- [PROMPT]: Retype all the entries word for word, but omit the pictures.

- [Stored items]:
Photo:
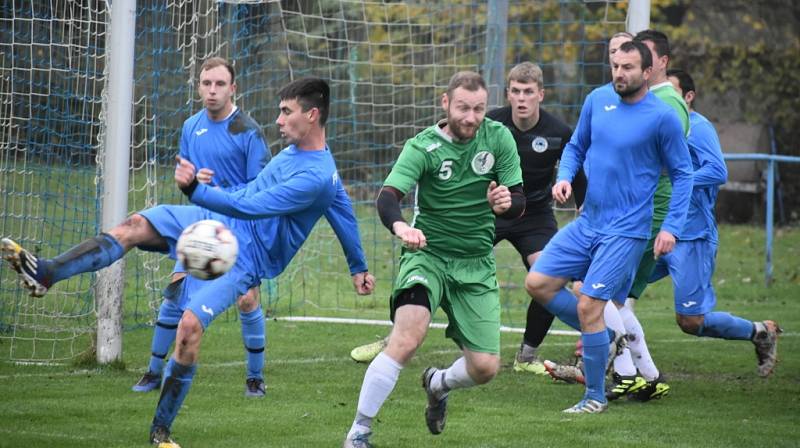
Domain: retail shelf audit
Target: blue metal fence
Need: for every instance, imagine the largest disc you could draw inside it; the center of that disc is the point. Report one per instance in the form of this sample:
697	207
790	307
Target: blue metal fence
772	162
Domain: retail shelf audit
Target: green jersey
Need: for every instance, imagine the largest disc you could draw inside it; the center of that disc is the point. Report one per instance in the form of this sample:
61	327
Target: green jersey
452	178
667	93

- [REPLY]:
Photo:
Domain: retail shelf audit
Target: blue metal fence
Need: for every instance, imagine the largest disc you could draw inside it; the center of that disc is the point. Report one per instance in the form of this sample:
697	207
790	307
Target: blue metal fence
772	162
Domain: retail shelf audit
Target: green jersey
Need: for every instance, imagine the largest disc you could draw inside it; the center of that disc is the point. Report one per instance in the form of this sample:
61	327
Target: green jersey
452	178
667	93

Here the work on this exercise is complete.